Dataset excerpts =
________________________________________

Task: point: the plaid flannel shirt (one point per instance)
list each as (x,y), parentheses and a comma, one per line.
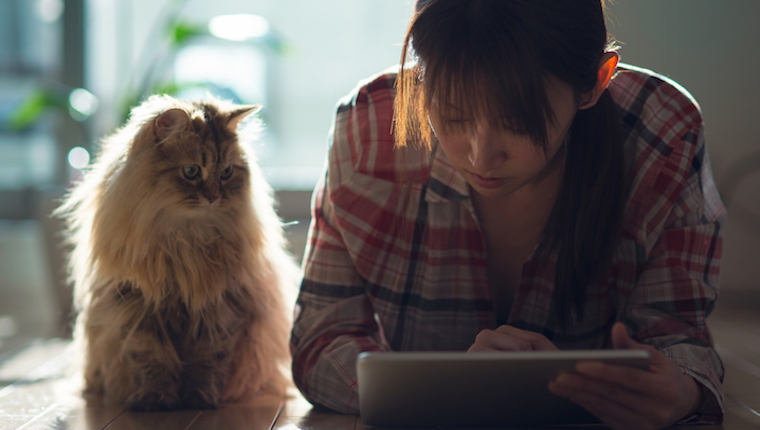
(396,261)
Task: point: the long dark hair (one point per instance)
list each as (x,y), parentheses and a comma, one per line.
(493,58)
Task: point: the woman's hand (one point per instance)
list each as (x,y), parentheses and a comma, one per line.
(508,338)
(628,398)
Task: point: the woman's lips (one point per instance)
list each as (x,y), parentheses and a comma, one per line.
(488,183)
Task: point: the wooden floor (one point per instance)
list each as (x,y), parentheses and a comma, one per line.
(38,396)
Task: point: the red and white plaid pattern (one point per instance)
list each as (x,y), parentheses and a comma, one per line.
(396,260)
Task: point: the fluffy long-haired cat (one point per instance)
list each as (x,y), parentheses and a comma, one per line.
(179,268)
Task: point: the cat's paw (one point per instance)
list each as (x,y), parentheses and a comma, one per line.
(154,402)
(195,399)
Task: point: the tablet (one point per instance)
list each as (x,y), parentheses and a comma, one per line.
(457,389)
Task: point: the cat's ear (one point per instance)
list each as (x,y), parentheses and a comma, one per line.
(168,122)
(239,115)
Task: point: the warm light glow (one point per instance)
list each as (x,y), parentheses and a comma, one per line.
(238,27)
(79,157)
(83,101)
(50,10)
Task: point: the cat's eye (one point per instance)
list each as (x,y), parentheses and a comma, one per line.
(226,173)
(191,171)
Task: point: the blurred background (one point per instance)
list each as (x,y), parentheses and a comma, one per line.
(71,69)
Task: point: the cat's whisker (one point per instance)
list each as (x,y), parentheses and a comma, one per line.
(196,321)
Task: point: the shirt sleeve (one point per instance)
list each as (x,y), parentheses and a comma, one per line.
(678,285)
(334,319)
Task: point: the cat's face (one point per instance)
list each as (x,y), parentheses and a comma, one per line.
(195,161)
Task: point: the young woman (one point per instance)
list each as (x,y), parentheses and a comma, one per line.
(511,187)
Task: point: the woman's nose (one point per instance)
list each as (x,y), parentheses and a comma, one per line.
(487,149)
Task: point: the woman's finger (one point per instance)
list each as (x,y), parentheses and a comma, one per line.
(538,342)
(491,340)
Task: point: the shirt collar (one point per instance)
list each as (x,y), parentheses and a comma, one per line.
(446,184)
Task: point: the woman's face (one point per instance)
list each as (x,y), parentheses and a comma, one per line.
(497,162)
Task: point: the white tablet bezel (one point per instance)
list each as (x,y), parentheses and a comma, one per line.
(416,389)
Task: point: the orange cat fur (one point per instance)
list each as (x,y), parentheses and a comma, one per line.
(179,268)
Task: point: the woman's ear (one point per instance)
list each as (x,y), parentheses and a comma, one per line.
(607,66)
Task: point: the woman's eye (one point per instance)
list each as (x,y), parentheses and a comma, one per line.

________________________________________

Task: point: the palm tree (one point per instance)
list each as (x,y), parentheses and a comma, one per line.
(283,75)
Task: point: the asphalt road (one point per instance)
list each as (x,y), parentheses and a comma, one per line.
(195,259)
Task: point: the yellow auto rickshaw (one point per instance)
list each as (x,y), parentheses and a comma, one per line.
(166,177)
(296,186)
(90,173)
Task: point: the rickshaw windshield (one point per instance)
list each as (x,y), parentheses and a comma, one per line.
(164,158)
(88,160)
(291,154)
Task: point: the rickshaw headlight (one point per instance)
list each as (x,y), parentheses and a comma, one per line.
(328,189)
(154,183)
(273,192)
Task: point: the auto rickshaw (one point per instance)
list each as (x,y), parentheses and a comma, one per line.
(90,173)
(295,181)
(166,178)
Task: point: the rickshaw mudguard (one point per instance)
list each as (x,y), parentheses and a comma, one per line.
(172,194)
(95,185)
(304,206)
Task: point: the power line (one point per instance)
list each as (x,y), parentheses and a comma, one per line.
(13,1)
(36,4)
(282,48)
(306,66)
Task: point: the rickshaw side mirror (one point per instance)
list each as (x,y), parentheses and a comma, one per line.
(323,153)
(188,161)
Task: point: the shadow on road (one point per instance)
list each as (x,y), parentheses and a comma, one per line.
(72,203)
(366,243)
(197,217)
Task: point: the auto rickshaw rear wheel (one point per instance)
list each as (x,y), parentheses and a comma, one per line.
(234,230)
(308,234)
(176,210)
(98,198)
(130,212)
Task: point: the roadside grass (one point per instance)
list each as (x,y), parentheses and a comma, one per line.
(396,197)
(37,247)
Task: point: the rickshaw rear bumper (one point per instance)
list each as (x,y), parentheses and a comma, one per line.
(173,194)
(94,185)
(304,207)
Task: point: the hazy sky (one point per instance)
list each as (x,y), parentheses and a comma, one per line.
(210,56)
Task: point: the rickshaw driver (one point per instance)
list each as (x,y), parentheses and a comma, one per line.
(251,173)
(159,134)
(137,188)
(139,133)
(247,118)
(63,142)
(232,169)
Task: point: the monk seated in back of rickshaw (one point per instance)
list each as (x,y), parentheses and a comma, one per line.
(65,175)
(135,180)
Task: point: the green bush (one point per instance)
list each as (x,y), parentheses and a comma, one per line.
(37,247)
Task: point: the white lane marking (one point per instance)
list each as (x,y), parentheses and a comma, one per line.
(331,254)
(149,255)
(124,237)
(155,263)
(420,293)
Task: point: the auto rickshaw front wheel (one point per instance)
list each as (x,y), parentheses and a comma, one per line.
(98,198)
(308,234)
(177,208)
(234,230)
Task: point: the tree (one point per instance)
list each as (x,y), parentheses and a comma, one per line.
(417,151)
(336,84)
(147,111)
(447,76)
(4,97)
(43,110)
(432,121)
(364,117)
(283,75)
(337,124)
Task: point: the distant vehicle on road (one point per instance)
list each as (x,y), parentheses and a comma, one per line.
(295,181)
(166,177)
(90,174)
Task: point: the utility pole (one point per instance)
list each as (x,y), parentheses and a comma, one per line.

________________________________________

Work to complete = Take from the material above every line that includes the word "white".

Answer space =
Task: point: the red and white plaid pattern (one point per instance)
Task: point: the white tablet bezel (one point per instance)
Task: point: the white lane marking (one point per instance)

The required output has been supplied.